Required task. Could you reproduce every row below word for word, with no changes?

------

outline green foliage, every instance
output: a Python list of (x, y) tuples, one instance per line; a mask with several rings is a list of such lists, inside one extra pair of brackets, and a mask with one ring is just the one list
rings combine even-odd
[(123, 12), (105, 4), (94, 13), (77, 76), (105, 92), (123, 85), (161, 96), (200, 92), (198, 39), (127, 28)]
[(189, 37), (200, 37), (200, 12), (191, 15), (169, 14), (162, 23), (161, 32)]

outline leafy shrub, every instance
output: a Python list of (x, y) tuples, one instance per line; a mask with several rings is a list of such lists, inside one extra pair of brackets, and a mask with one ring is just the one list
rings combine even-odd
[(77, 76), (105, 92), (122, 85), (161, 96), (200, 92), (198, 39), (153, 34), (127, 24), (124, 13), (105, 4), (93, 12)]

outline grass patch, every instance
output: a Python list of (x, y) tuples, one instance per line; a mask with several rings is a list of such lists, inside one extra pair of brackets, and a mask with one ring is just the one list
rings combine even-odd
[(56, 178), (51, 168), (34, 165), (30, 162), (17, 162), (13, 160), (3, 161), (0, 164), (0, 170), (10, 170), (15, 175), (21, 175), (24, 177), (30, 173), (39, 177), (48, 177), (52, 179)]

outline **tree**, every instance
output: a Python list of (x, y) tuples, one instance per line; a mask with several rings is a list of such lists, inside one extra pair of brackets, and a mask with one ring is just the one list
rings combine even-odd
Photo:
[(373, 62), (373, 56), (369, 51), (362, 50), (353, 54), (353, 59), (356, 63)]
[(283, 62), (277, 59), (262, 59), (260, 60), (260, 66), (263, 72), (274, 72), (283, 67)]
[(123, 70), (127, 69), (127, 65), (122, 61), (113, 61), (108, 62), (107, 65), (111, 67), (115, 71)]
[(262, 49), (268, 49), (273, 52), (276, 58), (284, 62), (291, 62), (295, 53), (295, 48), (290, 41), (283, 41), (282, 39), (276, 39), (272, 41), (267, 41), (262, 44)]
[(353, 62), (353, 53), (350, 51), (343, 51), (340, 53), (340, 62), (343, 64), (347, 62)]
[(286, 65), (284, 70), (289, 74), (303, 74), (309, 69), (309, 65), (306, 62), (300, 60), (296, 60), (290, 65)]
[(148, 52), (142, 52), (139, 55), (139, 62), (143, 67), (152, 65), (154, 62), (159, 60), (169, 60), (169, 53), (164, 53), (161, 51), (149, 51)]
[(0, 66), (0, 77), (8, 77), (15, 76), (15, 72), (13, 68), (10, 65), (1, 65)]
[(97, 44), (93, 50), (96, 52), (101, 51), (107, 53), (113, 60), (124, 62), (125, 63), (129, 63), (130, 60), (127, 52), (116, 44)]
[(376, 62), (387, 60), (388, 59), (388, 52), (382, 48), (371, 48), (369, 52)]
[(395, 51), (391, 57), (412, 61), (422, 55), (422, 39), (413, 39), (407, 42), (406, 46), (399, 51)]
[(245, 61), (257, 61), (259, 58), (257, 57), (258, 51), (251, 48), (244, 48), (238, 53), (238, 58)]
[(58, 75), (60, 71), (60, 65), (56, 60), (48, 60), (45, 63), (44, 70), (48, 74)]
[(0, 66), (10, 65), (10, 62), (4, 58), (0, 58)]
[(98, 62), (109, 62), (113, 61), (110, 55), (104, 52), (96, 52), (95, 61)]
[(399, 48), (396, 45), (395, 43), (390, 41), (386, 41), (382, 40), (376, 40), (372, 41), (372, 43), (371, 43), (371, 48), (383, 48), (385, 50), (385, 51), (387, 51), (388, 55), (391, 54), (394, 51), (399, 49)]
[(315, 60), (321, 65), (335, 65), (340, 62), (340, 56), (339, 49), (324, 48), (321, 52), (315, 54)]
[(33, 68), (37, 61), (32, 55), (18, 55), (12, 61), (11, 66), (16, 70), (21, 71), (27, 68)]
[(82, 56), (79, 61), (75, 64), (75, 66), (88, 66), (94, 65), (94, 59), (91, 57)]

------

Exercise output.
outline green foliage, every instance
output: a Python list of (x, y) tuples, one instance per line; a mask with several rings is a list of such lists, inside one extra pair of brackets, and a mask with one ring is just the one list
rings combine even-odd
[(123, 12), (105, 4), (94, 13), (77, 76), (105, 92), (123, 85), (161, 96), (200, 92), (198, 39), (127, 28)]
[(189, 37), (200, 37), (200, 12), (191, 15), (169, 14), (162, 23), (161, 32)]

outline leafy shrub, every instance
output: a Python list of (x, y) tuples, one instance per line; a mask with several rings is a list of such lists, inside one extra pair of brackets, and a mask with one ring is just the one list
rings combine even-odd
[(77, 76), (105, 92), (122, 85), (161, 96), (200, 92), (198, 39), (153, 34), (127, 24), (124, 13), (105, 4), (93, 12)]

outline grass patch, every instance
output: a Python list of (x, y) tuples, one instance per line; a mask with several rings is a list of such lists, inside one extra pair of brackets, and a mask with one ring is just the one list
rings combine even-odd
[(56, 178), (51, 168), (34, 165), (30, 162), (17, 162), (13, 160), (3, 161), (0, 164), (0, 170), (10, 170), (15, 175), (21, 175), (24, 177), (30, 173), (39, 177), (48, 177), (52, 179)]

outline **tree**, every instance
output: a Python list of (x, y) tuples, one instance per line; a mask with several rings is a list of such lists, inside one extra pair of brackets, and a mask with one ring is just the one list
rings combine even-odd
Photo:
[(373, 62), (373, 56), (369, 51), (362, 50), (353, 54), (353, 59), (356, 63)]
[(283, 62), (277, 59), (262, 59), (260, 60), (260, 66), (263, 72), (274, 72), (283, 67)]
[(123, 70), (127, 69), (127, 65), (122, 61), (113, 61), (108, 62), (107, 65), (111, 67), (115, 71)]
[(262, 49), (268, 49), (273, 52), (276, 58), (284, 62), (291, 62), (295, 53), (295, 48), (290, 41), (283, 41), (282, 39), (276, 39), (272, 41), (267, 41), (262, 44)]
[(353, 62), (353, 53), (350, 51), (343, 51), (340, 53), (340, 62), (343, 64), (347, 62)]
[(286, 65), (284, 70), (289, 74), (303, 74), (309, 69), (309, 65), (306, 62), (300, 60), (296, 60), (290, 65)]
[(148, 52), (142, 52), (139, 55), (139, 62), (143, 67), (152, 65), (154, 62), (159, 60), (169, 60), (169, 53), (164, 53), (161, 51), (149, 51)]
[(0, 66), (0, 77), (8, 77), (15, 76), (15, 72), (13, 68), (10, 65), (1, 65)]
[(97, 44), (93, 50), (96, 52), (101, 51), (107, 53), (113, 60), (124, 62), (125, 63), (129, 63), (130, 60), (127, 52), (116, 44)]
[(376, 62), (387, 60), (388, 59), (388, 52), (382, 48), (371, 48), (369, 52)]
[(395, 51), (391, 57), (412, 61), (422, 55), (422, 39), (413, 39), (407, 42), (406, 46), (399, 51)]
[(245, 61), (257, 61), (259, 58), (257, 57), (258, 51), (251, 48), (244, 48), (238, 53), (238, 58)]
[(58, 75), (60, 71), (60, 65), (56, 60), (48, 60), (45, 63), (44, 70), (48, 74)]
[(0, 66), (10, 65), (10, 62), (4, 58), (0, 58)]
[(98, 62), (109, 62), (113, 61), (110, 55), (104, 52), (96, 52), (95, 61)]
[(399, 48), (396, 45), (395, 43), (390, 41), (386, 41), (382, 40), (376, 40), (372, 41), (372, 43), (371, 43), (371, 48), (383, 48), (385, 50), (385, 51), (387, 51), (388, 55), (391, 54), (394, 51), (399, 49)]
[(315, 60), (321, 65), (335, 65), (340, 62), (340, 56), (339, 49), (324, 48), (321, 52), (315, 54)]
[(33, 68), (37, 61), (32, 55), (18, 55), (12, 61), (11, 66), (16, 70), (21, 71), (27, 68)]
[(82, 56), (79, 61), (75, 64), (75, 66), (88, 66), (94, 65), (94, 59), (91, 57)]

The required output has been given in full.